Photo of Mr Philip Noel-Baker Mr Philip Noel-Baker , Derby

I greatly regret that the present transport position has made it necessary to prohibit the transport of flowers by rail. I am glad to assure my hon. Friend that the prohibition will be withdrawn as soon as the need for it is over, but I must warn him that that is unlikely to happen before hostilities have ceased.

Photo of Mr Nevil Beechman Mr Nevil Beechman , St Ives

While thanking my hon. Friend for his reply, might I ask whether he will bear in mind in any review—which, in spite of what he said, I hope may come soon—that a small increase of flower traffic from those districts where very early flowers are grown will help to mitigate the numerous cases of hardship which this order entails?

* MATERIAL SUPPLIED *
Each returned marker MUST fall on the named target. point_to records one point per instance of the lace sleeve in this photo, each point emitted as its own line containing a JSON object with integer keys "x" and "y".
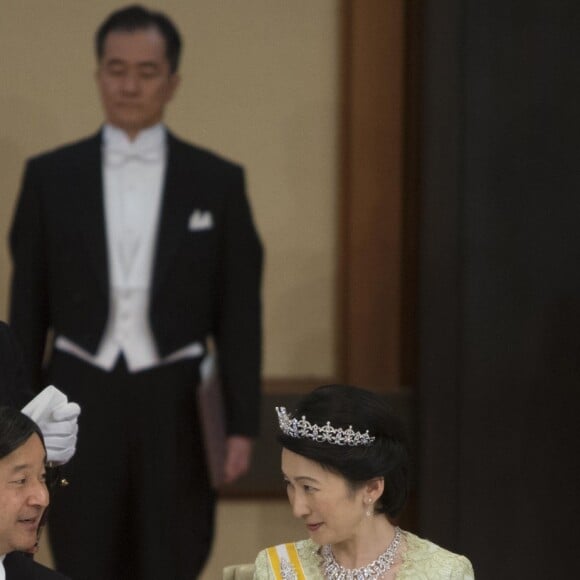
{"x": 462, "y": 569}
{"x": 263, "y": 570}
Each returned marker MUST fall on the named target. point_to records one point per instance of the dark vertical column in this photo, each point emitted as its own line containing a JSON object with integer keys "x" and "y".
{"x": 501, "y": 205}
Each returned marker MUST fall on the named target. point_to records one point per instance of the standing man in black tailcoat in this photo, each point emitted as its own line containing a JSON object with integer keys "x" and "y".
{"x": 133, "y": 247}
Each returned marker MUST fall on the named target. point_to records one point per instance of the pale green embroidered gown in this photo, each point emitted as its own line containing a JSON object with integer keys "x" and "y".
{"x": 422, "y": 560}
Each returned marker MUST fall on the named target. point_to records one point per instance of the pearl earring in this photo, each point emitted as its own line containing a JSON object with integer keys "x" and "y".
{"x": 369, "y": 508}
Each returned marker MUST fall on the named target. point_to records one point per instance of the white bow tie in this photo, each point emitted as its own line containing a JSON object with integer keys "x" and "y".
{"x": 116, "y": 155}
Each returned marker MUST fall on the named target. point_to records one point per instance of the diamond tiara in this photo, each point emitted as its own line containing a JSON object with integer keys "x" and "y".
{"x": 303, "y": 429}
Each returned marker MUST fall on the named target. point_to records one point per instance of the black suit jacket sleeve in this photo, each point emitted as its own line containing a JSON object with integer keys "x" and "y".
{"x": 14, "y": 388}
{"x": 21, "y": 567}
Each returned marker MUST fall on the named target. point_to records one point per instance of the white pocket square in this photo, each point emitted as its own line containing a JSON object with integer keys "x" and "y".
{"x": 200, "y": 220}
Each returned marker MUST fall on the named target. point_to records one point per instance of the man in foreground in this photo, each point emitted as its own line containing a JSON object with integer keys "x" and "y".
{"x": 23, "y": 496}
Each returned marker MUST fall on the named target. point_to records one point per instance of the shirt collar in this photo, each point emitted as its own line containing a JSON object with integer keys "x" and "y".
{"x": 148, "y": 139}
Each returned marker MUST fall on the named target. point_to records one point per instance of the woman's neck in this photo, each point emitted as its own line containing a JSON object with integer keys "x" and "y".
{"x": 367, "y": 544}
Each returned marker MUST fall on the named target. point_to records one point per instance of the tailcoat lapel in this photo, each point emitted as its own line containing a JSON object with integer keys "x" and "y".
{"x": 172, "y": 223}
{"x": 91, "y": 210}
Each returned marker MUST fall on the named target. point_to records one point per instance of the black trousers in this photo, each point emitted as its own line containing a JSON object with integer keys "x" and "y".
{"x": 139, "y": 505}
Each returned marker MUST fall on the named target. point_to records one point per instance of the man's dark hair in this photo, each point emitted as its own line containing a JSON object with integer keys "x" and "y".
{"x": 388, "y": 457}
{"x": 15, "y": 430}
{"x": 136, "y": 17}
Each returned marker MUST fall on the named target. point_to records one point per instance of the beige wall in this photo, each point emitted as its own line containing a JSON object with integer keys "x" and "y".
{"x": 260, "y": 85}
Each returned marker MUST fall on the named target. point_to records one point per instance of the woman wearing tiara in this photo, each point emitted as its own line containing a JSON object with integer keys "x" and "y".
{"x": 345, "y": 464}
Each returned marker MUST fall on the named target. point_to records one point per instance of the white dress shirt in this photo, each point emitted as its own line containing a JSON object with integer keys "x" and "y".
{"x": 133, "y": 176}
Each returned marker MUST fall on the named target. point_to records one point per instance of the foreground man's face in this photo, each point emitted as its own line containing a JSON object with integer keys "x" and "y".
{"x": 23, "y": 495}
{"x": 135, "y": 79}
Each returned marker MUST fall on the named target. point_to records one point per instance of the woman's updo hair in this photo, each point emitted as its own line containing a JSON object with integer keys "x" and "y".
{"x": 387, "y": 456}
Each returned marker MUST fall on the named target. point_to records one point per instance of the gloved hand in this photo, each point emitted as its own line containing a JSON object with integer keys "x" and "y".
{"x": 57, "y": 419}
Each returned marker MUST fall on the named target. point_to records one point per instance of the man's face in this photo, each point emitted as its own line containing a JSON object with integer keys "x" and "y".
{"x": 135, "y": 79}
{"x": 23, "y": 495}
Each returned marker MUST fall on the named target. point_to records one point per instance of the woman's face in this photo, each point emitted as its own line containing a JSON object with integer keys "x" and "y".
{"x": 331, "y": 510}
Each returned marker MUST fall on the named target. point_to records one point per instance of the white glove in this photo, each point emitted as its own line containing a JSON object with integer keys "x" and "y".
{"x": 57, "y": 419}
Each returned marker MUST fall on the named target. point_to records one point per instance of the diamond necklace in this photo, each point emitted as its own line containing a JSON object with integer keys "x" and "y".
{"x": 334, "y": 571}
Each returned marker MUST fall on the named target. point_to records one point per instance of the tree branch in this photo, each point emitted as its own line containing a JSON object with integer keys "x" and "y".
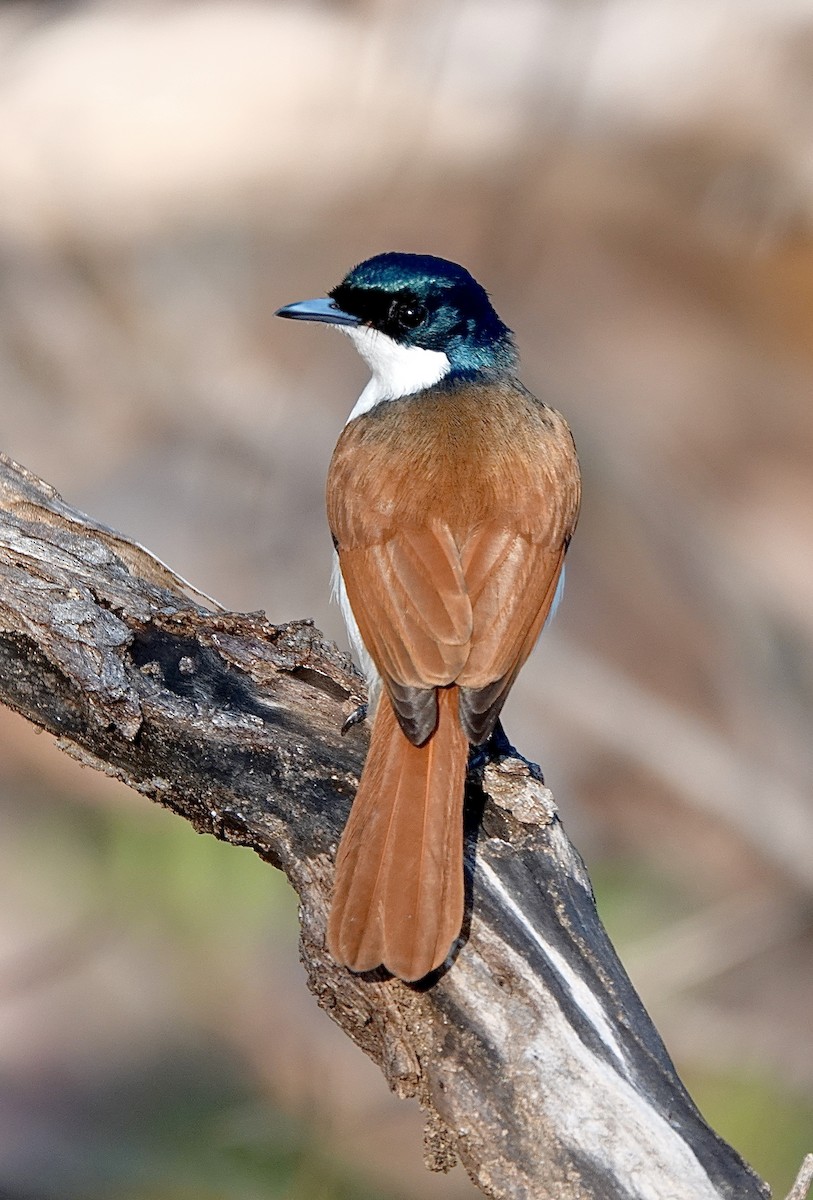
{"x": 533, "y": 1056}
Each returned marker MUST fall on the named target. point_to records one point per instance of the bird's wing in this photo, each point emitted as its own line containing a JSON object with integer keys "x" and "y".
{"x": 410, "y": 601}
{"x": 511, "y": 582}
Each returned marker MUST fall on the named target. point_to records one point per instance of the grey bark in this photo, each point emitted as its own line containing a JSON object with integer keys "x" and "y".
{"x": 531, "y": 1055}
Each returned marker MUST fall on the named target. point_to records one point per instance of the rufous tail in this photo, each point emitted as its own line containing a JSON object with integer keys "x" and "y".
{"x": 398, "y": 894}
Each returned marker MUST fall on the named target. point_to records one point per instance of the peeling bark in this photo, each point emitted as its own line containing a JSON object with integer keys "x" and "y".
{"x": 531, "y": 1056}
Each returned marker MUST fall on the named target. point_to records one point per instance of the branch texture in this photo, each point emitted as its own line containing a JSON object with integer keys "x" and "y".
{"x": 533, "y": 1057}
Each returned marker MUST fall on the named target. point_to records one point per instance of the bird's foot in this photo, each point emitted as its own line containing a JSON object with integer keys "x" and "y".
{"x": 356, "y": 717}
{"x": 497, "y": 749}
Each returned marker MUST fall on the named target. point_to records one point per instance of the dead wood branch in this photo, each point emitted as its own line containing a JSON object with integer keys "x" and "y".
{"x": 533, "y": 1056}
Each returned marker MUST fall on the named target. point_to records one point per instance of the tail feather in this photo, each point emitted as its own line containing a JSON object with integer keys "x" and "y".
{"x": 398, "y": 895}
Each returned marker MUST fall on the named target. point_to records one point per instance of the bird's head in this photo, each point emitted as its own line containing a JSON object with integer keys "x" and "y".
{"x": 415, "y": 319}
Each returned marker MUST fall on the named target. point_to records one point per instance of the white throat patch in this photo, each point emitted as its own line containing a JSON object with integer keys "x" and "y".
{"x": 397, "y": 370}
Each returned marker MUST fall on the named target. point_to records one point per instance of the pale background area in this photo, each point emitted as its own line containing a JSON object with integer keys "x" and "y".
{"x": 633, "y": 183}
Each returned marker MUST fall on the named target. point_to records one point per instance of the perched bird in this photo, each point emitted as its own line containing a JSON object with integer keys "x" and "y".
{"x": 452, "y": 496}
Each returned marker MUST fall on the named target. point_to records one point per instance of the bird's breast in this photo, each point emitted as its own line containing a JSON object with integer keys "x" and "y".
{"x": 458, "y": 456}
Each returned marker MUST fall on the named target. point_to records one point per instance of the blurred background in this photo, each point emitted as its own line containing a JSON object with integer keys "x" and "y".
{"x": 633, "y": 183}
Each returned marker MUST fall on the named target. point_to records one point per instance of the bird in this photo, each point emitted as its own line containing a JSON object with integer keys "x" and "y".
{"x": 452, "y": 496}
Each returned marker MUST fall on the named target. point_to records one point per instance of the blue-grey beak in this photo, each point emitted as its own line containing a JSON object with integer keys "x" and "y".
{"x": 318, "y": 310}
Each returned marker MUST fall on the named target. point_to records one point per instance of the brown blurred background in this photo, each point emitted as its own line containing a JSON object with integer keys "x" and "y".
{"x": 633, "y": 183}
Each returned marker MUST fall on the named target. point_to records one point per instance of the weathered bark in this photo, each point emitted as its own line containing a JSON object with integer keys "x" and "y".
{"x": 531, "y": 1055}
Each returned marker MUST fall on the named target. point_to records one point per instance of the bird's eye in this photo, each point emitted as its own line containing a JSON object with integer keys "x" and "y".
{"x": 407, "y": 313}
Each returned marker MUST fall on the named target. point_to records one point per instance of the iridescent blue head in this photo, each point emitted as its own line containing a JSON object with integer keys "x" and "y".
{"x": 416, "y": 319}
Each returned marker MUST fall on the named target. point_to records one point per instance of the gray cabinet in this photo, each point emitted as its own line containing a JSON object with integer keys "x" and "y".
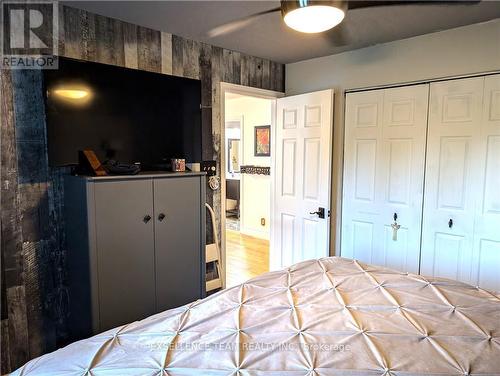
{"x": 135, "y": 247}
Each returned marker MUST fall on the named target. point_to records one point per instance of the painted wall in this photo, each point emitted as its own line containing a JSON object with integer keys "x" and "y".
{"x": 34, "y": 297}
{"x": 461, "y": 51}
{"x": 255, "y": 189}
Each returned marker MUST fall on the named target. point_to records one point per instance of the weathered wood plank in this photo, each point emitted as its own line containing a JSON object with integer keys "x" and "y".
{"x": 10, "y": 222}
{"x": 266, "y": 74}
{"x": 4, "y": 349}
{"x": 244, "y": 70}
{"x": 177, "y": 55}
{"x": 18, "y": 326}
{"x": 149, "y": 49}
{"x": 190, "y": 59}
{"x": 236, "y": 79}
{"x": 109, "y": 41}
{"x": 166, "y": 53}
{"x": 130, "y": 45}
{"x": 206, "y": 76}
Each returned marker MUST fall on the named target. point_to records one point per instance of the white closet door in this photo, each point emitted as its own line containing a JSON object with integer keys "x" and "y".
{"x": 383, "y": 175}
{"x": 453, "y": 178}
{"x": 486, "y": 265}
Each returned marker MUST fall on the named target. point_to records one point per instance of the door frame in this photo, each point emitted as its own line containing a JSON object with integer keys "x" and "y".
{"x": 226, "y": 87}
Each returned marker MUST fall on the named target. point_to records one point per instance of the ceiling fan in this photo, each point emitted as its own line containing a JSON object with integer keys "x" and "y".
{"x": 309, "y": 16}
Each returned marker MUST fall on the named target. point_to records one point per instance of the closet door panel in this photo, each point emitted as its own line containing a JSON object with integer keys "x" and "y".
{"x": 487, "y": 216}
{"x": 362, "y": 160}
{"x": 452, "y": 178}
{"x": 383, "y": 175}
{"x": 403, "y": 156}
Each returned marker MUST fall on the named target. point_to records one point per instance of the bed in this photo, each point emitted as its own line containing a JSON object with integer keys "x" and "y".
{"x": 332, "y": 316}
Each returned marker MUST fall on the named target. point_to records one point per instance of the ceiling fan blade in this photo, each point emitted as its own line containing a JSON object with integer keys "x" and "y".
{"x": 338, "y": 36}
{"x": 237, "y": 24}
{"x": 355, "y": 4}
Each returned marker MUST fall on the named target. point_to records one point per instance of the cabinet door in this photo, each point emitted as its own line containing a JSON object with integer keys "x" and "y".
{"x": 178, "y": 243}
{"x": 383, "y": 176}
{"x": 453, "y": 178}
{"x": 125, "y": 249}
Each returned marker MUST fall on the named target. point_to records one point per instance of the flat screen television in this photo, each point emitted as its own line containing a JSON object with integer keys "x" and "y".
{"x": 121, "y": 114}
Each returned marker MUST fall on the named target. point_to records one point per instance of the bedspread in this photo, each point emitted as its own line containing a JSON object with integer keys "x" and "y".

* TASK BRIEF *
Transcribe word for word the passage of the parliamentary exchange on sending flowers by rail that opens with the words containing "While thanking my" and closes with "this order entails?".

* FULL OUTPUT *
While thanking my hon. Friend for his reply, might I ask whether he will bear in mind in any review—which, in spite of what he said, I hope may come soon—that a small increase of flower traffic from those districts where very early flowers are grown will help to mitigate the numerous cases of hardship which this order entails?